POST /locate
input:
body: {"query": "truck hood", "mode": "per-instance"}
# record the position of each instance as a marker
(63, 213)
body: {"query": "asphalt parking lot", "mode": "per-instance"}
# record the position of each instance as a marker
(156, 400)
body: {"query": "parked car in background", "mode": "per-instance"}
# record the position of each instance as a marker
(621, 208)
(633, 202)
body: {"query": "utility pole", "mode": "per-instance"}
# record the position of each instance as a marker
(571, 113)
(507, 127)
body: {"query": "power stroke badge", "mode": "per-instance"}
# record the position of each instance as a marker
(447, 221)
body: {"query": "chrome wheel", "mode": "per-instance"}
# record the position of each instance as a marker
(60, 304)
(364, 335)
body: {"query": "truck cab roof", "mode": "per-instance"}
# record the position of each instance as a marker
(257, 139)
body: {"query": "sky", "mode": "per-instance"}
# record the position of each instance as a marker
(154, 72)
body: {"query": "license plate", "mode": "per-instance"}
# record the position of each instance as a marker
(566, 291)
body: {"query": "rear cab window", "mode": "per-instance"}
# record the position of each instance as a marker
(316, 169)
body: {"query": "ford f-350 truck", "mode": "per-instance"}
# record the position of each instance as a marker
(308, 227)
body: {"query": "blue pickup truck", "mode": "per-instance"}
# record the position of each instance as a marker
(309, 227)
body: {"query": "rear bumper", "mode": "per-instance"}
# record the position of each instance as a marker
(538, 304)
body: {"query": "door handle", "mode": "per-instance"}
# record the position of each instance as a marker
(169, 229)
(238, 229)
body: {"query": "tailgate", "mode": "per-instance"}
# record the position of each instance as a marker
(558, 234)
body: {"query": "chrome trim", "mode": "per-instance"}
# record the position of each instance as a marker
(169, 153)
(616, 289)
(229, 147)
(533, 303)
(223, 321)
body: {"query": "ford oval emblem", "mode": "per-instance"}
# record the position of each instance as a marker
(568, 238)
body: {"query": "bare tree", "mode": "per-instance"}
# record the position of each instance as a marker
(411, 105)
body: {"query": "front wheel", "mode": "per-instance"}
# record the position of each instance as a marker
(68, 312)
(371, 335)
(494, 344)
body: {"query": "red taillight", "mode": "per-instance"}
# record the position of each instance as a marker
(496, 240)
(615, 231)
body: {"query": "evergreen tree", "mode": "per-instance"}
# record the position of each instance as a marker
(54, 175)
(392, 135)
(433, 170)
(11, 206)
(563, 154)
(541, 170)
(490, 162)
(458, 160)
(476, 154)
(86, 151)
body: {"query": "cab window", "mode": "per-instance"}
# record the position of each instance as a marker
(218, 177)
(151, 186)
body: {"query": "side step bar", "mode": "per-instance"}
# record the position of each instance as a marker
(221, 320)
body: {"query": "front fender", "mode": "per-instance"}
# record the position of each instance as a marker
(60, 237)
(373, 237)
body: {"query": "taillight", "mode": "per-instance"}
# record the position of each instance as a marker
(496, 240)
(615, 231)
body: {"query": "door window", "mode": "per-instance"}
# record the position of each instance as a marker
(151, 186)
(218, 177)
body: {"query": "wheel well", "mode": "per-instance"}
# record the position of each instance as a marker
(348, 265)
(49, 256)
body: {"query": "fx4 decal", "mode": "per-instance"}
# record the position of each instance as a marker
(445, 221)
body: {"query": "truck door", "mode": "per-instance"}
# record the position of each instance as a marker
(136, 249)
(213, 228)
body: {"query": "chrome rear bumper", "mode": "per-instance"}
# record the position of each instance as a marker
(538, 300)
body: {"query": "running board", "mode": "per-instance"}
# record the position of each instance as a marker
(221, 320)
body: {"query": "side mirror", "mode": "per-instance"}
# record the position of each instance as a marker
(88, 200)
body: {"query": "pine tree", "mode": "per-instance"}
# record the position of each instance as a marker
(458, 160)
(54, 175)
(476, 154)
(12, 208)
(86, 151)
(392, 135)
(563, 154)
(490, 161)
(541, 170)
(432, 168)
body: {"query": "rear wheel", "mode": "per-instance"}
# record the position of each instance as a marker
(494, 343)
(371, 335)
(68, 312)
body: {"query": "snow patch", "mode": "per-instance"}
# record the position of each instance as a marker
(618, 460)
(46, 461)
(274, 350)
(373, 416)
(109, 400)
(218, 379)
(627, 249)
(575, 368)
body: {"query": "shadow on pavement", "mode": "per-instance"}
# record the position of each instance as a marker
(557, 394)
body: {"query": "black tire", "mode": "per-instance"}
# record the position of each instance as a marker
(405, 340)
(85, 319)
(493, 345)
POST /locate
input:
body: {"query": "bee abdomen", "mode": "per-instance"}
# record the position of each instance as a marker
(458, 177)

▬▬▬▬▬▬▬▬▬▬

Goal =
Pick out every line in the entries above that contains the word "window" and copy each of those lines.

Result of the task =
body: {"query": "rear cab window", "mode": "per-instance"}
body: {"query": "cab window", "mode": "per-instance"}
body: {"query": "door window", "mode": "per-instance"}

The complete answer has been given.